THE EXERCISE
Please transcribe the stretch of the text on Patriarch John IV from "John IV (Syriac: Mor" through "in his reign." word for word.

John IV (Syriac: Mor Yuhanon) was the Patriarch of Antioch, and head of the Syriac Orthodox Church from 846 until his death in 873.

Biography
John became a monk, and later priest, at the Monastery of St Zacchaeus, near the city of Raqqa in Syria. During this time, he also studied at the monastery. In February 846, following the death of Dionysius I Telmaharoyo, Patriarch of Antioch, John was elected and consecrated Patriarch of Antioch at the Monastery of Shila near Serugh. After his consecration, John issued twenty-five canons. John's twenty-second canon forbade the adoption of pagan funeral customs and his twenty-third canon forbade adherents who had married their daughters to pagans, Jews, and Zoroastrians from entering the church. He corresponded with Pope Joseph I of Alexandria, head of the Coptic Orthodox Church, a fellow miaphysite church, early in his reign.

He later consecrated a certain David, a monk of the Monastery of Qartmin, as Bishop of Harran. In 869, John held the Council of Capharthutha and issued eight canons on the offices of patriarch and maphrian. A total of eighty-six bishops were ordained by John during his tenure and he served in the office of patriarch until his death on 3 January 873.

Detection samples:
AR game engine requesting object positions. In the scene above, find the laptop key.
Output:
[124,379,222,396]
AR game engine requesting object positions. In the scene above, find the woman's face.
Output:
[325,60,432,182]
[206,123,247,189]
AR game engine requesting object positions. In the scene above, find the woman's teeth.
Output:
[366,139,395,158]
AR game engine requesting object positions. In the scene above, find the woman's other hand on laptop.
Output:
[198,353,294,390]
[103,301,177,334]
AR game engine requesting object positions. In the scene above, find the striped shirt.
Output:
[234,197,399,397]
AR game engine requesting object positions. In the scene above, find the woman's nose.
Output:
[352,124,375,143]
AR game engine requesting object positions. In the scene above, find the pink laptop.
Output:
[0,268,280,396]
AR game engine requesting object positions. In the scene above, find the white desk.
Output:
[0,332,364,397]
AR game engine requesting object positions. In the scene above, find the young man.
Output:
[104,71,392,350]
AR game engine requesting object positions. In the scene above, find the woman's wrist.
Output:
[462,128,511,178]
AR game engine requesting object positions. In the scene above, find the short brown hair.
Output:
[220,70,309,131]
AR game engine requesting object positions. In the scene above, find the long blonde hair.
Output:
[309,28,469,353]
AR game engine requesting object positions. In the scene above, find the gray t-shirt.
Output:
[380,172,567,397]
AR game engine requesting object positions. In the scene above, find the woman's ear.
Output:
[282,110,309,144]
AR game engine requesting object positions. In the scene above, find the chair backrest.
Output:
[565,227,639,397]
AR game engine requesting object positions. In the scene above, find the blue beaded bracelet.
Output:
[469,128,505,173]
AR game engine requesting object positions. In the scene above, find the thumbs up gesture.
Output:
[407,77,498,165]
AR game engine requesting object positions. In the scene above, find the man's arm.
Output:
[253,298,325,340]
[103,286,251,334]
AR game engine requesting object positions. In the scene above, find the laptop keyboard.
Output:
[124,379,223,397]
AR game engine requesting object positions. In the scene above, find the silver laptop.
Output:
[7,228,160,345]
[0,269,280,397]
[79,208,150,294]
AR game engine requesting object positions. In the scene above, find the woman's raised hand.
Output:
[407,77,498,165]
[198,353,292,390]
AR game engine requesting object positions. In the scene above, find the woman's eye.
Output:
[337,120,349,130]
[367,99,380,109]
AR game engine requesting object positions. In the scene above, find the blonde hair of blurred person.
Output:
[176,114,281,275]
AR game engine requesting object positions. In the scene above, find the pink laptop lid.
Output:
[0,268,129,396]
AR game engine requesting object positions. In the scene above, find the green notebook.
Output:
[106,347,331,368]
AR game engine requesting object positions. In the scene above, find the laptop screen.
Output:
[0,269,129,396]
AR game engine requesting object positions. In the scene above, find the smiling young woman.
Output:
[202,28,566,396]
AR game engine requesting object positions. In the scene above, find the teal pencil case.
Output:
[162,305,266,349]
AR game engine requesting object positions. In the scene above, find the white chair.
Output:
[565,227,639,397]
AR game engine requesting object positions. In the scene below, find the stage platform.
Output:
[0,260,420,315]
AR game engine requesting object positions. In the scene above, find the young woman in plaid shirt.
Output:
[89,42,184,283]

SOLUTION TO THIS EXERCISE
John IV (Syriac: Mor Yuhanon) was the Patriarch of Antioch, and head of the Syriac Orthodox Church from 846 until his death in 873.

Biography
John became a monk, and later priest, at the Monastery of St Zacchaeus, near the city of Raqqa in Syria. During this time, he also studied at the monastery. In February 846, following the death of Dionysius I Telmaharoyo, Patriarch of Antioch, John was elected and consecrated Patriarch of Antioch at the Monastery of Shila near Serugh. After his consecration, John issued twenty-five canons. John's twenty-second canon forbade the adoption of pagan funeral customs and his twenty-third canon forbade adherents who had married their daughters to pagans, Jews, and Zoroastrians from entering the church. He corresponded with Pope Joseph I of Alexandria, head of the Coptic Orthodox Church, a fellow miaphysite church, early in his reign.